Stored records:
+++
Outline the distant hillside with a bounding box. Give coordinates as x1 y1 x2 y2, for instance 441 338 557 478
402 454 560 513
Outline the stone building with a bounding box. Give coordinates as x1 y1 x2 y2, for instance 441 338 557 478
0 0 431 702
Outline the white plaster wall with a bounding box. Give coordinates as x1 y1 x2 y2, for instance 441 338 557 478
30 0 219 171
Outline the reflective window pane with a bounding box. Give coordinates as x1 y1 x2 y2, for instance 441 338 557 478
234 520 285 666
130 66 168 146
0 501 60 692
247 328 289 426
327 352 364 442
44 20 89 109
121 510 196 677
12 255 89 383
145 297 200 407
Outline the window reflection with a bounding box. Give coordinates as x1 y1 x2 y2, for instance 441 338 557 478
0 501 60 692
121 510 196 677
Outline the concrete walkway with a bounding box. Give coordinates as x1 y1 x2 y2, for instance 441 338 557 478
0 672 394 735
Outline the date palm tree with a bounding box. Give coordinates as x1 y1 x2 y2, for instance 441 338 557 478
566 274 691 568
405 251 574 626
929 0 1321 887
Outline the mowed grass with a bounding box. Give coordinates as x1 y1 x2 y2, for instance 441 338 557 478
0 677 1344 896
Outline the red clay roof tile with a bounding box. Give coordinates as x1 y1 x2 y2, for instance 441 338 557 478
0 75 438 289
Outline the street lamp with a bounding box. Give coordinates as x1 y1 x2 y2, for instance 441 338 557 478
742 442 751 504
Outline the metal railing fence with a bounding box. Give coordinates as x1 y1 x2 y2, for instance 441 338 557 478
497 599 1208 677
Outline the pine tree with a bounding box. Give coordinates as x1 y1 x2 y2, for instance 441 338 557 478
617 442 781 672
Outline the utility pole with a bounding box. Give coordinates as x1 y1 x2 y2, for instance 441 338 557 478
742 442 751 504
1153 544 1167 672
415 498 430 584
+++
Problem to work on :: Copy all of the rows above word for word, changing nothing in any of them.

Written response ::
Outline the distant hillside with a bounding box. Give coordinates as x1 y1 x2 y2, for instance 441 338 557 478
402 454 560 513
Outline the stone building with a bounding box. Give coordinates as x1 y1 x2 y2, for instance 441 338 557 478
0 0 431 702
Outline the white plaster wall with a bounding box. Give coordinates as x1 y1 x2 y2, for instance 441 338 557 478
30 0 219 171
Outline the reflective window pane with a bounding box. Give coordinates as x1 y1 x2 y2, for instance 441 338 557 478
234 520 285 666
130 66 168 146
0 501 60 692
247 328 289 426
327 352 364 442
44 20 89 109
121 510 196 677
12 255 89 383
145 297 200 407
Outline the window reflection with a bounding box. Give coordinates as x1 y1 x2 y2, for instance 441 338 557 478
0 501 60 692
121 510 196 677
Outline the concrete walkway with a bounding box. Give coordinates as x1 y1 x2 y2, for instance 441 338 557 478
0 672 394 735
Outline the date palm tree with a bounding box. Give coordinates as x1 y1 x2 y2, for instance 441 338 557 478
566 274 691 568
405 251 574 626
929 0 1321 887
Outline the mowed grass with a bounding box. Give coordinates as x1 y1 x2 y2, for instance 441 338 557 478
0 677 1344 896
Outline the red clay roof tile with a bounding box. Give coordinates as x1 y1 x2 y2, for instance 441 338 557 478
0 75 438 289
Outline the street lamp with a bounding box. Give coordinates as x1 y1 x2 y2, for instance 441 338 557 478
742 442 751 504
Outline the metal railing fence with a bounding box. Give coordinates as x1 y1 x2 y2, for instance 441 338 557 478
497 599 1208 677
Outline the pine tree with a bounding box. Give coordinates as x1 y1 x2 y2, for instance 441 338 557 478
617 442 781 672
Outline the utility pole with a bounding box. Give coordinates as x1 y1 x2 y2, for instance 441 338 557 478
742 442 751 504
1153 544 1167 672
415 498 430 584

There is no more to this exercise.